• _Passage_
I can do that with iCloud Photos. I select a bunch of photos I want to share, I select an existing (or create a new) iCloud shared photo library, and then I enable a web link for them and share that. Works on fruits, robots, glass panes and penguins.
Yeah, I feel the same. At least give us a simple checkbox, "Don't show this to me again". Every time I open the web application, having to get rid of that pop up is very annoying.
I also wish they were more up front about the fact that some features of Dropbox stops working, like Camera Upload, if you transfer your account into a business plan.
I don't understand the limitations that stops it from working. I still have my images there, and when I connect my phone to my laptop using USB-cable, Dropbox syncs the images.
As a business customer, I'm thrilled they are focusing on us. We wanted to migrate our file storage to Dropbox for a while, but never did it because the business features weren't robust enough until recently. I'm excited to see them putting more effort into the features we need to provide our entire company with the kind of user-friendly service Dropbox already has at the individual consumer level.

• _Task input_
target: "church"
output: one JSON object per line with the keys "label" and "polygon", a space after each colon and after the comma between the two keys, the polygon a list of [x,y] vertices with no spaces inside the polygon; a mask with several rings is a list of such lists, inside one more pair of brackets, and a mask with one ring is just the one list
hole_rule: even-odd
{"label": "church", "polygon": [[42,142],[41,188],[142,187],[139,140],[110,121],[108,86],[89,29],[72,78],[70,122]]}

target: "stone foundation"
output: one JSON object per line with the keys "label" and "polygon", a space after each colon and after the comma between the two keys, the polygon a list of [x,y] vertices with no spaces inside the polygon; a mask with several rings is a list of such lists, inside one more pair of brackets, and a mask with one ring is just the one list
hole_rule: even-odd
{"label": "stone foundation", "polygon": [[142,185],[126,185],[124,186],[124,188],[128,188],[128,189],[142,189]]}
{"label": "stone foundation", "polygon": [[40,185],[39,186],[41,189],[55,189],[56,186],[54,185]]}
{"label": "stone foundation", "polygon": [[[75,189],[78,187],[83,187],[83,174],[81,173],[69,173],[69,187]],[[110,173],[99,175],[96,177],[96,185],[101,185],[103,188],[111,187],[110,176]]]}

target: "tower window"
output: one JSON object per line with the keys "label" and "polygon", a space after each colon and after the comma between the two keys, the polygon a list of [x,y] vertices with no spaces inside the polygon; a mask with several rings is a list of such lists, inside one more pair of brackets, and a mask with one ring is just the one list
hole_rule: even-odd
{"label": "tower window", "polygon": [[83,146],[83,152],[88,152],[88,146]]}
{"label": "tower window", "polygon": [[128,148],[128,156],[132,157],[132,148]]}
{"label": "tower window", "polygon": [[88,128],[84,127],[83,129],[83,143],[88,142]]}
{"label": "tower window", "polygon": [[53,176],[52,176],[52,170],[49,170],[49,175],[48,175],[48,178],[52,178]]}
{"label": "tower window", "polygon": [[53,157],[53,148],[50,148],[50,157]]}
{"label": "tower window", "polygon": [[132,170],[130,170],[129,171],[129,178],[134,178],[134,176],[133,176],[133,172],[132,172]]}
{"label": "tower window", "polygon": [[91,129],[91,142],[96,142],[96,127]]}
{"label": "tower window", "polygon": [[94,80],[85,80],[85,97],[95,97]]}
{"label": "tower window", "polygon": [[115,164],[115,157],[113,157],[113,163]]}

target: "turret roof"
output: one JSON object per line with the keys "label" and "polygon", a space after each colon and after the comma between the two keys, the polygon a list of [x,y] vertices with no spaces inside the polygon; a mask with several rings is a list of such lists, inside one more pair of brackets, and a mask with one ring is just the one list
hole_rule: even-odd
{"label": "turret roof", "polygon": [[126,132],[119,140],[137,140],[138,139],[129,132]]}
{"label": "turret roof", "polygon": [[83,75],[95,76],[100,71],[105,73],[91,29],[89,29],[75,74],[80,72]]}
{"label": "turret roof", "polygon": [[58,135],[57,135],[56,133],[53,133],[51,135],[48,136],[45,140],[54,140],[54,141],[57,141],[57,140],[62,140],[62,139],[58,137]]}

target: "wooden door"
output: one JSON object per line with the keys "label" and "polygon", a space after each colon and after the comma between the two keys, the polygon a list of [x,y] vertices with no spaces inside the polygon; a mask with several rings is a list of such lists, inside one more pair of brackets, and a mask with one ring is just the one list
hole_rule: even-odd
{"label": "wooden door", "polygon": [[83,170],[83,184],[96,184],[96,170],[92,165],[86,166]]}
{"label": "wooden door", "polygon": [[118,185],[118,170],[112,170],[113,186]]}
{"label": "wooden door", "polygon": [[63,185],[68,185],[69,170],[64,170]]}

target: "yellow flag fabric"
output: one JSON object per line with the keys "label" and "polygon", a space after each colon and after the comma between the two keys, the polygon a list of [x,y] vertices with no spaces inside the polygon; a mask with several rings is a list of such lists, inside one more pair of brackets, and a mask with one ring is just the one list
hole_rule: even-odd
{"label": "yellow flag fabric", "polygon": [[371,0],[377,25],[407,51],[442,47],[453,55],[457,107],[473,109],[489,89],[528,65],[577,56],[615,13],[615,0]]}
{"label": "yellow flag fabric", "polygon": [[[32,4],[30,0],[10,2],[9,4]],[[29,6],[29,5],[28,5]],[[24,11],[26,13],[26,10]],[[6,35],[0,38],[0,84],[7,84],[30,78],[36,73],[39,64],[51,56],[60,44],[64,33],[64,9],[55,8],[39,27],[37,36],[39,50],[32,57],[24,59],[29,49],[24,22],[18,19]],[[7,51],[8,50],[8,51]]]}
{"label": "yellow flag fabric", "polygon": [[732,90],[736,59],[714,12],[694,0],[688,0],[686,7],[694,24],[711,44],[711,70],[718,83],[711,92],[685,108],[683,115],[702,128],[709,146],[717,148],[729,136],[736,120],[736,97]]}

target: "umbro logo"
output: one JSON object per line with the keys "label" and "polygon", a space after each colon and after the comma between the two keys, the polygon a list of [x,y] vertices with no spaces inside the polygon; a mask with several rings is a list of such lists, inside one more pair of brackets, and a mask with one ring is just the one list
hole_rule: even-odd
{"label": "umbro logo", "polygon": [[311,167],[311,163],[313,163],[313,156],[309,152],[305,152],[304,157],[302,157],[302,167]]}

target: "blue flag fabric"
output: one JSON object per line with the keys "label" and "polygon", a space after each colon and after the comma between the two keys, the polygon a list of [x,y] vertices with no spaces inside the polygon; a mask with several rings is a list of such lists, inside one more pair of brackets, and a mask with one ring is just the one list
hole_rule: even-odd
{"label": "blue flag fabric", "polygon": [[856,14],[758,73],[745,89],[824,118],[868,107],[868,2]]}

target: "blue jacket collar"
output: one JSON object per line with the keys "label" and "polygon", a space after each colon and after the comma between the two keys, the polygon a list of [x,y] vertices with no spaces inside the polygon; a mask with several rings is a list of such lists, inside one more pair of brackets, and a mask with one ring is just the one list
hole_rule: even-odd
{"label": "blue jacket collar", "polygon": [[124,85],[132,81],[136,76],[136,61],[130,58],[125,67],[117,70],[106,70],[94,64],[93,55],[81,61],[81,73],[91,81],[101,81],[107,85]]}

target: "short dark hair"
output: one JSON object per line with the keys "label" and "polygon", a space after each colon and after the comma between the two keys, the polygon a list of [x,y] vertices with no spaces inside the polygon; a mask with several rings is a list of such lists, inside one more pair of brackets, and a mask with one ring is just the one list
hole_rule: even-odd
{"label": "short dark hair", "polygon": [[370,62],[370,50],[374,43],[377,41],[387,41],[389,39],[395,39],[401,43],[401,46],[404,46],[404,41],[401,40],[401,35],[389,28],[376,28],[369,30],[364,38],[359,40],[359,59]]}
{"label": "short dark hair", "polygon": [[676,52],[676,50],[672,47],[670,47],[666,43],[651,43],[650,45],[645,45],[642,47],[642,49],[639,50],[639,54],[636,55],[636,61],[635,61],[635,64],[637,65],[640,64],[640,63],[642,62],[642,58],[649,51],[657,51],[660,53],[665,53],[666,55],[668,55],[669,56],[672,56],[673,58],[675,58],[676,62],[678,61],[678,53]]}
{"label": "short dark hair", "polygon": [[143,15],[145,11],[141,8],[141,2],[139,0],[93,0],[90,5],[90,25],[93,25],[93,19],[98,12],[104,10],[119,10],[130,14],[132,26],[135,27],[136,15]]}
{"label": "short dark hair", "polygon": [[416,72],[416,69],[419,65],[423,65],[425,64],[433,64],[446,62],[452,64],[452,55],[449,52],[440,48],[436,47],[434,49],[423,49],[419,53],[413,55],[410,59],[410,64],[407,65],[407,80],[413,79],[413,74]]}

• _Written instruction 1_
Locate each line of the records that contains the string "target", and copy those lines. Matching is case-sensitive.
• _Written instruction 2_
Extend the passage of user comments about Dropbox, picking up after its final sentence.

• _Exercise result 1_
target: "church"
target: "stone foundation"
target: "tower window"
target: "turret roof"
target: "wooden door"
target: "yellow flag fabric"
target: "umbro logo"
target: "blue flag fabric"
target: "blue jacket collar"
target: "short dark hair"

• _Exercise result 2_
For a real "deeper" blog they could have given us some benchmarks comparing good implementations on FUSE and kernel space. They instead gave a meaningless diagram to argue about performance. Toward closed source binary kernel blob they go, and out I jump.
This seems incredibly over engineered. One less system call? Great, but I'd rather the service just be cheaper. Skip the blog posts and just ship it already!
On box.com only admins can move & rename folders, which makes alot more sense to start off with. With this solution, it seems everyone can still rename the folders. Too bad their (box.com) support is the worst customer experience I've ever whitnessed.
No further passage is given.